LeExpedition 4.0

bylo troche inaczej niz zwykle. bo po pierwsze zadnego swieta (na sile moglibysmy podciagnac pod niedziele). poza tym krotko. no i zimno. no i w sumie ta ostatnia pozycja stala sie bodajze argumentem ktory przechylil szale ze ruszylismy dupy jak i rowniez fakt nieruszania dawno dup byl tu nie bez znaczenia. postanowilismy zatem dupy ruszyc bo bylo zimno, dup nie ruszalismy dawno no i weekend z niedziela w tle. sklad oczywiscie starannie wyselekcjonowany, sciagniete posilki z miasta na Z i plan iscie po mistrzowsku zaplanowany. 
a ze wyszlo jak wyszlo z czystym sumieniem moge zatytulowac to kolejna odslona LeExpedition 🙂
zaczelo sie (i zreszta skonczylo) piwnymi zmaganiami w punkcie zero u Konia w hacjendzie. potem szpital (pozniej tez) jak przystalo na parzyste edycje LeExpedition. Centralnym punktem bylo oczywiście tzw „LeExpedition wlasciwe” skladajace sie z przemierzania interioru wzdluz lub wszerz. tym razem wziety na azymut punkt nie zostal jednak osiagniety. w ramach ciekawostki trawersowalismy puszcze wkrzanska majac na celu dotarcia do nowego warpna, swego czasu fenomenu w ruchu turystycznym, mekki przemytu kontrabandy w czasach preUE und schengen (bywalcom lub mieszkancom akademikow pamietajacych te czasy drzal glos w trakcie obierania owego celu wyprawy 🙂 jak jednak wspomnialem dotrzec nie dotarlismy z racji zbyt duzej zawzietosci i skrupulatnosci w prowadzonych przy okazji badaniach nad wplywem alkoholu na predkosc wychladzania organizmu i ryzyko zamarzniecia. przy okazji wspomne ze osiagnelismy dosc dobre rezultaty badan a biorac pod uwage ze bylo tej nocy -18 st C to mozemy sie nawet poszczycic niejako rekordem. z racji jednak braku dostepu do wiarygodnych badan w literaturze ciezko o uznanie ich jako oficjalnych.

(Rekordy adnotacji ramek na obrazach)
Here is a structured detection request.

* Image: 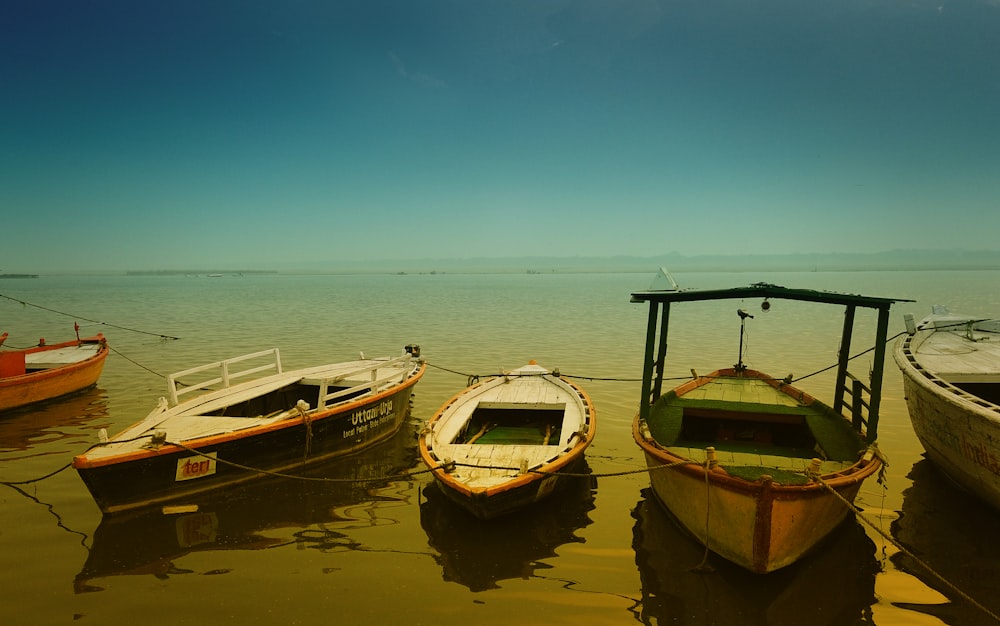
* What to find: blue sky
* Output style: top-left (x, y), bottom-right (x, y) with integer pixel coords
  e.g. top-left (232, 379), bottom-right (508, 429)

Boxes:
top-left (0, 0), bottom-right (1000, 272)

ZADANIE ▸ Proszę ocenić, czy poniższe stwierdzenia są zgodne z fragmentem: (a) uczestnicy dotarli do Nowego Warpna; (b) tej nocy temperatura wynosiła -18 stopni Celsjusza; (c) wszystko zaczęło się u Konia. Przy każdym należy odpowiedzieć „tak” lub „nie” i przytoczyć dosłownie rozstrzygające słowa fragmentu.

ODPOWIEDŹ ▸
(a) Nie: „dotrzec nie dotarlismy”.
(b) Tak: „bylo tej nocy -18 st C”.
(c) Tak: „zaczelo sie (i zreszta skonczylo) piwnymi zmaganiami w punkcie zero u Konia w hacjendzie”.